#### 文档节选:

● ● ● ●

在Exp类调用时,进行初始化构造网络模型和数据集:

 def _build_model(self):
        model = Informer(
            self.args.enc_in,
            self.args.dec_in,
            self.args.c_out,
            self.args.seq_len,
            self.args.label_len,
            self.args.pred_len,
            self.args.batch_size,
            self.args.factor,
            self.args.d_model,
            self.args.n_heads,
            self.args.e_layers,
            self.args.d_layers,
            self.args.d_ff,
            self.args.dropout,
            self.args.attn,
            self.args.embed,
            self.args.data[:-1],
            self.args.activation
        )
        return model

获取数据集

def _get_data(self, flag):
    args = self.args
    if flag == 'test':
        shuffle_flag = False
        drop_last = True
        batch_size = args.batch_size
    else:
        shuffle_flag = True
        drop_last = True
        batch_size = args.batch_size
    dataset = DatasetETT(
        root_path=args.root_path,
        data_path=args.data_path,
        flag=flag,
        size=[args.seq_len, args.label_len, args.pred_len],
        features=args.features,
        shuffle=shuffle_flag,
        drop_last=drop_last,
        batch_size=batch_size,
        is_minute=self.args.data == 'ETTm1'
    )
    print(flag, len(dataset))
    return dataset

Test方法

  def test(self, setting):
        test_data = self._get_data(flag='test')
        loss, mse, mae = self.model.evaluate_generator(test_data.get_dataset(), len(test_data))
        print('mse:{}, mae:{}'.format(mse, mae))

数据预处理 data_loader.py

  def __init__(self, root_path, flag='train', size=None,
                 features='S', data_path='ETTh1.csv',
                 target='OT', scale=True, batch_size=32, shuffle=True, drop_last=True, is_minute=False):

        # size [seq_len, label_len pred_len]
        # info
        if size == None:
            self.seq_len = 24 * 4 * 4
            self.label_len = 24 * 4
            self.pred_len = 24 * 4
        else:
            self.seq_len = size[0]
            self.label_len = size[1]
            self.pred_len = size[2]
        # init
        assert flag in ['train', 'test', 'val']
        type_map = {'train': 0, 'val': 1, 'test': 2}
        self.set_type = type_map[flag]

        self.features = features
        self.target = target
        self.scale = scale
        self.batch_size = batch_size
        self.shuffle = shuffle
        self.drop_last = drop_last
        self.is_minute = is_minute

        self.root_path = root_path
        self.data_path = data_path

        self.__read_data__()

● ● ● ●

#### 给定记录:
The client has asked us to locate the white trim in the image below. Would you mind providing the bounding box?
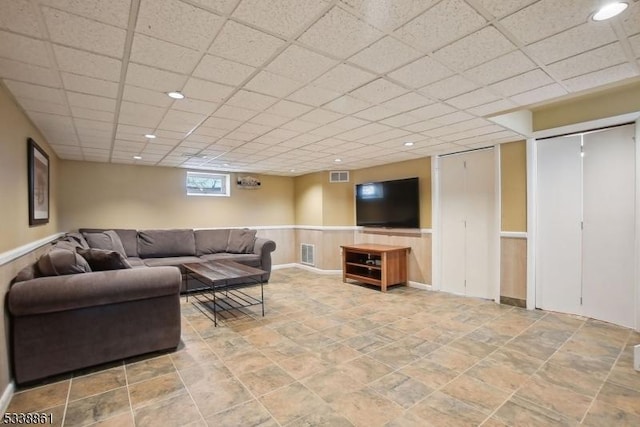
[500,231,528,239]
[0,381,16,414]
[533,111,640,139]
[527,138,538,310]
[0,233,64,266]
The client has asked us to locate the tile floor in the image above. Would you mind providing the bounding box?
[8,268,640,427]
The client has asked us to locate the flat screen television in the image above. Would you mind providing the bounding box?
[356,178,420,228]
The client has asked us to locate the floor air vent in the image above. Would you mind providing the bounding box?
[329,171,349,182]
[300,243,316,265]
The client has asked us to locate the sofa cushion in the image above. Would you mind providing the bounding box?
[227,228,256,254]
[138,229,196,258]
[37,248,91,276]
[194,228,230,256]
[200,252,262,268]
[84,230,127,256]
[76,248,131,271]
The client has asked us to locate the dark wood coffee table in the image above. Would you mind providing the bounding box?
[183,260,267,326]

● ● ● ●

#### 任务事项:
(A) 列出该文档节选中用 def 定义的全部方法名。
(B) 请重新写出该文档节选中从“self.features = features”一直到“self.__read_data__()”的全部内容，并将其中的“root_path”更新为“base_path”。
(C) 请从末尾处续写这段关于 Informer 模型代码实现的文档节选。
上述记录另有出处，并非取自该文档节选。

#### 任务答案:
(A) _build_model、_get_data、test、__init__

(B)
self.features = features
        self.target = target
        self.scale = scale
        self.batch_size = batch_size
        self.shuffle = shuffle
        self.drop_last = drop_last
        self.is_minute = is_minute

        self.base_path = base_path
        self.data_path = data_path

        self.__read_data__()

(C)
    def __read_data__(self):
        scaler = StandardScaler()
        df_raw = pd.read_csv(os.path.join(self.root_path,
                                          self.data_path))

        minute_multiplier = 1
        if self.is_minute:
            minute_multiplier = 4

        border1s = [0, 12 * 30 * 24 * minute_multiplier - self.seq_len,
                    12 * 30 * 24 + 4 * 30 * 24 * minute_multiplier - self.seq_len]
        border2s = [12 * 30 * 24 * minute_multiplier,
                    12 * 30 * 24 + 4 * 30 * 24 * minute_multiplier,
                    12 * 30 * 24 + 8 * 30 * 24 * minute_multiplier]
        border1 = border1s[self.set_type]
        border2 = border2s[self.set_type]

        if self.features == 'M':
            cols_data = df_raw.columns[1:]
            df_data = df_raw[cols_data]
        elif self.features == 'S':
            df_data = df_raw[[self.target]]

        if self.scale:
            data = scaler.fit_transform(df_data.values)
        else:
            data = df_data.values
        df_stamp = df_raw[['date']][border1:border2]
        df_stamp['date'] = pd.to_datetime(df_stamp.date)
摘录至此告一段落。